• Text passage

******************************

Fitting Algorithm

This section contains the functions used to fit emission lines.

LuciAlgo

Fitting Functions

class LUCI.LuciFit.Fit(spectrum, axis, wavenumbers_syn, model_type='sinc', lines=['Halpha'], vel_rel=[1], sigma_rel=[1], ML_bool=True, trans_filter=None, theta=0, delta_x=2943, n_steps=842, zpd_index=169, filter='SN3', bayes_bool=False, bayes_method='emcee', uncertainty_bool=False, mdn=False, nii_cons=True, sky_lines=None, sky_lines_scale=None, initial_values=[False], spec_min=None, spec_max=None, obj_redshift=0.0, n_stoch=1, resolution=1000, Luci_path=None)

Class that defines the functions necessary for the modelling aspect. This includes the gaussian fit functions, the prior definitions, the log likelihood, and the definition of the posterior (log likelihood times prior).

All the functions (gauss, sinc, and sincgauss) are stored in LuciFuncitons.py.

All functions for calculating the velocity, broadening, and flux are in ‘LuciFitParameters.py’.

All the functions for Bayesian Inference with the exception of the fit call are in ‘LuciBayesian.py’.

The returned axis is the redshifted axis.

If the initial_values argument is passed, then the fit algorithm will use these values [velocity, broadening] as the initial conditions for the fit instead of the machine learning algorithm. See example ‘initial_values’ for more details on the implementation.

NII_constraints()

Enforce the constraint that the NII6548 lines has an amplitude that is 1/3 the amplitude of NII6583.

******************************

[Records]

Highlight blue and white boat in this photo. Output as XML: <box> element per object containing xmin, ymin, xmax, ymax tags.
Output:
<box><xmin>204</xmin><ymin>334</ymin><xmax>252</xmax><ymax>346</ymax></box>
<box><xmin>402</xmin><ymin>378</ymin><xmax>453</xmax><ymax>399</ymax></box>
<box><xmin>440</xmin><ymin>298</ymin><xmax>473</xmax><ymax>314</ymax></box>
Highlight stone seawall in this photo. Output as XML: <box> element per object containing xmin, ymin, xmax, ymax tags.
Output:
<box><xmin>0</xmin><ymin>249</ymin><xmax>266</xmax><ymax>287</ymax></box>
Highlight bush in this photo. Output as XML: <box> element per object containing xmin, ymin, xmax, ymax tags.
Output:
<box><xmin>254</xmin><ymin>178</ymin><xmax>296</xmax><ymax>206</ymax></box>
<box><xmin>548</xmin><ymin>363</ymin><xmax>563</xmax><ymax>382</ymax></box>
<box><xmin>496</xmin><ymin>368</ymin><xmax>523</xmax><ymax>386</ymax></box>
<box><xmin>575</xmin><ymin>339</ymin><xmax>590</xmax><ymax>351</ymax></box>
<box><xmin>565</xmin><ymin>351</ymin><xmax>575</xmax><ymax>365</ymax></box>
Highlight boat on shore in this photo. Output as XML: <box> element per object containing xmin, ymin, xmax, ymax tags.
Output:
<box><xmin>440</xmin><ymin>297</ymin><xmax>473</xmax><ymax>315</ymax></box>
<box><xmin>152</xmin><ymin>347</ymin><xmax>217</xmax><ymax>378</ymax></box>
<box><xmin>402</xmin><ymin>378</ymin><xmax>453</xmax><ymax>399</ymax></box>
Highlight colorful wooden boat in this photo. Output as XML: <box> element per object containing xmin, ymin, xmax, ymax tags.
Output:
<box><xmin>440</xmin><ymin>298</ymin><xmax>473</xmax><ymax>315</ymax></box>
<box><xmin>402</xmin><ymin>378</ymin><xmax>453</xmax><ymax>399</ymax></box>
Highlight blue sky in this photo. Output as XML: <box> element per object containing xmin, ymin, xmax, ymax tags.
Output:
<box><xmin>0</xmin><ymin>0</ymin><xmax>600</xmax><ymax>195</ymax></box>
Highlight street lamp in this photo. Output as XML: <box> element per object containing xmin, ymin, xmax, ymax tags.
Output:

******************************

• Problem set
A. According to the fitting algorithm documentation, which file holds the functions for calculating velocity, broadening, and flux?
B. Translate this sentence from the fitting algorithm documentation into French: "This section contains the functions used to fit emission lines."

• Problem solutions
A. LuciFitParameters.py

B. Cette section contient les fonctions utilisées pour ajuster les raies d'émission.